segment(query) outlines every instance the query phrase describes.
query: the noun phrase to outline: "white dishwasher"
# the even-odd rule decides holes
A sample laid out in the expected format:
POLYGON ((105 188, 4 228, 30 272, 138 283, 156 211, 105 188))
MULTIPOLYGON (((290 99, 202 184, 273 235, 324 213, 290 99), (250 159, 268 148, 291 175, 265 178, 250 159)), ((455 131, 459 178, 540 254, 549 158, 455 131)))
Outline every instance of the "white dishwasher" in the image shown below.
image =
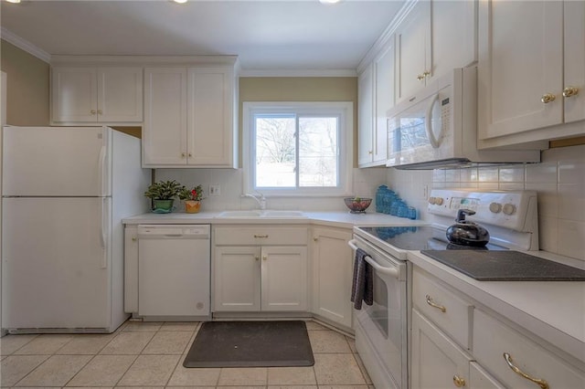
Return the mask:
POLYGON ((210 320, 209 225, 138 226, 138 315, 210 320))

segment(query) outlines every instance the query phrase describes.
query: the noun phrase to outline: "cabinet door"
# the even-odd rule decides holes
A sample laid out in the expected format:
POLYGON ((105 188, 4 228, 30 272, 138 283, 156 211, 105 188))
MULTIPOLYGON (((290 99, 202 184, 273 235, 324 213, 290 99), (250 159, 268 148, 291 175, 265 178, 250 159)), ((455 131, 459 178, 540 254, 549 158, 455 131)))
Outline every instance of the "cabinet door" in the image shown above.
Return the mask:
POLYGON ((477 0, 433 1, 431 6, 431 78, 475 62, 477 0))
POLYGON ((51 74, 52 121, 97 121, 97 69, 56 67, 51 74))
POLYGON ((460 387, 469 382, 471 358, 454 342, 427 321, 418 310, 412 310, 412 387, 460 387))
POLYGON ((144 166, 186 163, 186 68, 144 69, 144 166))
POLYGON ((374 72, 373 65, 367 68, 357 79, 357 100, 359 103, 359 129, 357 144, 357 163, 367 166, 372 162, 374 151, 374 72))
POLYGON ((375 66, 375 122, 373 156, 374 163, 388 159, 388 118, 386 112, 394 106, 394 37, 374 61, 375 66))
POLYGON ((562 121, 562 2, 481 2, 479 139, 562 121))
POLYGON ((577 95, 564 99, 565 122, 585 120, 585 2, 566 1, 565 83, 578 88, 577 95))
POLYGON ((233 167, 233 69, 192 68, 188 83, 187 164, 233 167))
POLYGON ((98 120, 143 121, 142 68, 101 68, 98 70, 98 120))
POLYGON ((306 247, 263 247, 262 310, 307 310, 306 247))
POLYGON ((213 259, 214 310, 261 310, 261 249, 217 247, 213 259))
POLYGON ((396 100, 424 86, 431 68, 431 2, 418 2, 396 30, 396 100))
POLYGON ((313 312, 351 328, 351 231, 315 228, 313 239, 313 312))

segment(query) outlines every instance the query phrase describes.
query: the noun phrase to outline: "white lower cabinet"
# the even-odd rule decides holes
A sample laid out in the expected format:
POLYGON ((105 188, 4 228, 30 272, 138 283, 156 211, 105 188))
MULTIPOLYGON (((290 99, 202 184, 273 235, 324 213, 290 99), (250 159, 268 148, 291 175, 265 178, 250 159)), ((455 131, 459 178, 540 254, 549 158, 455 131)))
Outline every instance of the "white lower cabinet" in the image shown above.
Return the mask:
POLYGON ((473 317, 473 356, 507 387, 537 388, 545 382, 550 388, 585 387, 585 373, 480 310, 473 317))
POLYGON ((413 388, 585 387, 585 372, 544 341, 417 267, 412 289, 413 388), (464 350, 468 327, 473 336, 464 350))
POLYGON ((412 387, 468 386, 472 358, 418 310, 412 310, 412 387))
POLYGON ((218 226, 214 239, 214 311, 308 310, 306 227, 218 226))
POLYGON ((353 273, 349 229, 313 230, 313 313, 351 328, 350 301, 353 273))

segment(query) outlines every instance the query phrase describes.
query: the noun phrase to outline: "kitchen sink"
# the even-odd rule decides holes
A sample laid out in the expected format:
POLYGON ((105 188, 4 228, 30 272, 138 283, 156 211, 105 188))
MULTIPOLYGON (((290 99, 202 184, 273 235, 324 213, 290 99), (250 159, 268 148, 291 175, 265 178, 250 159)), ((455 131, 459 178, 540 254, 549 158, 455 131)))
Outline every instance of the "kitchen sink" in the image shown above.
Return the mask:
POLYGON ((236 219, 251 219, 251 218, 303 218, 306 216, 302 211, 287 211, 287 210, 250 210, 250 211, 225 211, 217 217, 236 218, 236 219))

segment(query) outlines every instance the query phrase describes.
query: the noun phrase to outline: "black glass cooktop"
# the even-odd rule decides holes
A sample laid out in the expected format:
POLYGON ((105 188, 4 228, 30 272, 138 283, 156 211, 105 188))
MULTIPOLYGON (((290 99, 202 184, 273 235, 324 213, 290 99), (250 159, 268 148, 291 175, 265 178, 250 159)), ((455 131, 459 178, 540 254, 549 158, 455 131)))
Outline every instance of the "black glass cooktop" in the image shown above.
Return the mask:
POLYGON ((403 250, 505 250, 505 247, 487 244, 483 247, 455 245, 431 226, 360 226, 359 230, 382 242, 403 250), (444 237, 444 240, 435 236, 444 237))

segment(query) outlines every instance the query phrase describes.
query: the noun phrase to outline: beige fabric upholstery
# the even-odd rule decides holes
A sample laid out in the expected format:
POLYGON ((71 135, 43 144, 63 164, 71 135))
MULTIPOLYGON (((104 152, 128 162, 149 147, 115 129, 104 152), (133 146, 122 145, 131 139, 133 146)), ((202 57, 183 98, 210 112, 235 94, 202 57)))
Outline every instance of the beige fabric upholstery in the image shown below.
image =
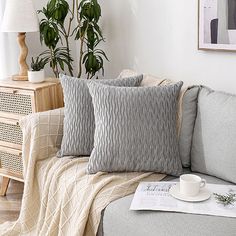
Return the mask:
POLYGON ((20 217, 0 225, 0 235, 95 236, 102 210, 134 193, 140 181, 163 174, 99 172, 86 174, 88 158, 61 158, 63 109, 37 113, 21 121, 25 189, 20 217))

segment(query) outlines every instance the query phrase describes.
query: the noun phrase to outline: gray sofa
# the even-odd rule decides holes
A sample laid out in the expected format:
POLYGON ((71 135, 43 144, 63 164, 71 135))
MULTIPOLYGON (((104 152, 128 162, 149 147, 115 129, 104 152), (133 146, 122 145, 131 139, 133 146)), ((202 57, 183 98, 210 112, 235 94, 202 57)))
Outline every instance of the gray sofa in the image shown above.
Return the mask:
MULTIPOLYGON (((191 88, 183 100, 182 120, 179 145, 184 172, 196 173, 208 183, 235 184, 236 96, 191 88)), ((167 176, 163 181, 178 179, 167 176)), ((98 236, 236 235, 236 218, 130 211, 132 198, 130 195, 107 206, 98 236)))

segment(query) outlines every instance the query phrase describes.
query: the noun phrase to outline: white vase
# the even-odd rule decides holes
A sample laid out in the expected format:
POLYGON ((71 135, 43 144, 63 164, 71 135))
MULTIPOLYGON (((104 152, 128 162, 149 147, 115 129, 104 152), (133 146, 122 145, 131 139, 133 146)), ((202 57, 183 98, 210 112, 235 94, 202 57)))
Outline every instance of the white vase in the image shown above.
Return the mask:
POLYGON ((44 70, 28 71, 28 79, 31 83, 41 83, 45 80, 44 70))

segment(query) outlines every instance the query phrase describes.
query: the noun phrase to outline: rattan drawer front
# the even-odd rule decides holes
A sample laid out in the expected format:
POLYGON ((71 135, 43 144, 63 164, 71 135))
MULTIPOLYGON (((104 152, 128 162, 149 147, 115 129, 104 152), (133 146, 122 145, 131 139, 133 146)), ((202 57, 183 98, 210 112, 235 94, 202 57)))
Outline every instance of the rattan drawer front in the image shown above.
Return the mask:
POLYGON ((14 153, 0 148, 0 168, 6 171, 23 174, 23 163, 20 153, 14 153))
POLYGON ((22 144, 23 134, 19 123, 0 118, 0 142, 22 144))
POLYGON ((20 90, 0 89, 0 112, 31 114, 33 112, 32 96, 20 90))

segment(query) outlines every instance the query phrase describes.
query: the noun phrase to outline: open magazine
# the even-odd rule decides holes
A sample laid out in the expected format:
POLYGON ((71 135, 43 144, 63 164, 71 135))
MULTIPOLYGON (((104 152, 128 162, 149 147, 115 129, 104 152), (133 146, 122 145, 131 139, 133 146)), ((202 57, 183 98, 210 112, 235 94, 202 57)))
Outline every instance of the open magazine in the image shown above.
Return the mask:
POLYGON ((236 217, 236 202, 230 205, 219 203, 214 195, 236 194, 236 185, 207 184, 211 197, 203 202, 184 202, 173 198, 169 189, 176 182, 141 182, 136 189, 130 210, 156 210, 192 214, 236 217))

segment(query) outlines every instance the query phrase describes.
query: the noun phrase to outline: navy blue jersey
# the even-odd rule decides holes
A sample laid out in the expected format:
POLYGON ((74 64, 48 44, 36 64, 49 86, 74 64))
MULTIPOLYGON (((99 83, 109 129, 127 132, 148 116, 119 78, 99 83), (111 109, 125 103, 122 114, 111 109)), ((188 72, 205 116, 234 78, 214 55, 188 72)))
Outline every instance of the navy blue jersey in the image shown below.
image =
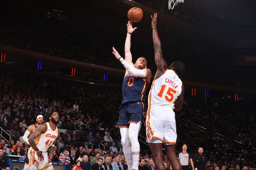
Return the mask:
POLYGON ((122 104, 128 101, 143 101, 143 97, 149 84, 143 78, 134 76, 128 73, 122 84, 122 104))

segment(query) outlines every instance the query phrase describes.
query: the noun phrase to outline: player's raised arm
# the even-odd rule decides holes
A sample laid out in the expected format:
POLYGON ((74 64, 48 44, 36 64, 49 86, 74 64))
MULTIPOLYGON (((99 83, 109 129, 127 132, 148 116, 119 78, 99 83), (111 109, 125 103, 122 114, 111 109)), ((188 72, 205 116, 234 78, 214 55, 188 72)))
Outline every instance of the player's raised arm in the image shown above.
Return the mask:
MULTIPOLYGON (((126 69, 126 71, 134 76, 139 76, 140 77, 150 78, 151 77, 151 71, 148 69, 144 69, 142 70, 137 69, 135 68, 134 65, 132 65, 129 64, 126 61, 126 59, 124 59, 122 57, 118 51, 113 47, 113 53, 117 60, 118 60, 122 63, 122 64, 126 69)), ((145 62, 146 61, 142 61, 145 62)), ((125 75, 126 75, 126 73, 125 75)))
POLYGON ((56 143, 57 139, 59 139, 59 137, 60 137, 60 131, 58 130, 58 136, 52 143, 52 145, 51 146, 50 146, 50 147, 48 149, 48 151, 49 152, 49 156, 48 156, 48 163, 52 162, 52 158, 53 158, 54 156, 54 145, 55 145, 55 144, 56 143))
POLYGON ((29 145, 32 147, 33 149, 36 152, 36 155, 38 157, 38 159, 42 161, 44 160, 44 157, 39 149, 36 146, 36 144, 35 139, 41 133, 44 133, 47 130, 47 125, 46 123, 44 123, 39 126, 38 128, 35 130, 34 132, 28 138, 28 142, 29 145))
POLYGON ((28 126, 28 129, 25 132, 25 133, 24 134, 24 135, 22 137, 22 139, 27 144, 29 144, 29 143, 28 142, 28 136, 34 129, 34 126, 33 125, 30 125, 28 126))
POLYGON ((153 43, 155 50, 155 61, 157 67, 157 70, 156 74, 155 79, 156 79, 156 77, 157 75, 162 75, 167 69, 167 64, 163 57, 162 50, 161 49, 161 41, 160 41, 156 28, 157 18, 157 13, 154 13, 153 17, 151 16, 151 26, 152 27, 153 43))
POLYGON ((124 59, 128 63, 134 67, 134 65, 132 62, 132 53, 131 53, 131 36, 133 31, 136 30, 137 27, 132 28, 132 22, 129 21, 126 24, 127 26, 127 33, 126 33, 125 43, 124 45, 124 59))

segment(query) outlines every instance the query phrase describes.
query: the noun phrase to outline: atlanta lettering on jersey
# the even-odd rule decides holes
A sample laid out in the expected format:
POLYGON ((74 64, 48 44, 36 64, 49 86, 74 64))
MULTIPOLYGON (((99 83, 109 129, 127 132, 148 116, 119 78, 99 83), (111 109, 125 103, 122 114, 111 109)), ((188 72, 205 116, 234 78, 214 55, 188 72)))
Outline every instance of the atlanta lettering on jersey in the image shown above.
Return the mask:
POLYGON ((50 134, 50 133, 47 133, 45 135, 45 137, 51 137, 52 138, 53 138, 54 139, 56 139, 56 138, 57 138, 57 137, 54 135, 52 135, 52 134, 50 134))
POLYGON ((170 80, 169 78, 165 78, 165 83, 169 83, 175 89, 178 86, 178 85, 175 86, 176 83, 172 81, 171 80, 170 80))

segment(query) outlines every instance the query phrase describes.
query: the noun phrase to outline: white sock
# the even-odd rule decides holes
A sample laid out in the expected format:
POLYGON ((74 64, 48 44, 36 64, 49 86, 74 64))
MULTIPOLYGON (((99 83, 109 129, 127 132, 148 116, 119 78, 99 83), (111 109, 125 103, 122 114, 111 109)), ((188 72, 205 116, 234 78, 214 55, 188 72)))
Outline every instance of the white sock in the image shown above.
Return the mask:
POLYGON ((136 170, 139 169, 139 155, 132 155, 132 169, 135 169, 136 170))
POLYGON ((128 170, 131 170, 132 169, 132 153, 131 154, 129 154, 129 156, 125 154, 124 156, 125 157, 125 159, 126 159, 126 162, 127 162, 127 165, 128 166, 128 170), (128 158, 126 157, 131 157, 128 158))

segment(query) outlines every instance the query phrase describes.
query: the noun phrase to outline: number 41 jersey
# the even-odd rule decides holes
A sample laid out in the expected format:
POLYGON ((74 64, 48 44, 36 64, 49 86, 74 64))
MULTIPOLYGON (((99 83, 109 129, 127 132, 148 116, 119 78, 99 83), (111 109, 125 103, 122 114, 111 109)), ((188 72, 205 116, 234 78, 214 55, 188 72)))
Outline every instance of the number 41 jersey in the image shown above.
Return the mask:
POLYGON ((181 92, 182 86, 182 82, 175 71, 166 70, 152 83, 148 95, 148 106, 173 107, 181 92))
POLYGON ((55 130, 52 129, 49 122, 45 123, 47 125, 47 130, 44 133, 40 134, 35 139, 36 146, 39 150, 46 152, 52 145, 52 144, 58 136, 58 130, 57 127, 55 130))
POLYGON ((122 84, 122 104, 128 101, 143 101, 143 97, 148 85, 145 78, 128 73, 124 78, 122 84))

********************

Pull out every line of the listing above that contains the string "drawer", and reproduce each one verbatim.

query: the noun phrase to outline: rattan drawer front
Outline every instance of the rattan drawer front in the image shown above.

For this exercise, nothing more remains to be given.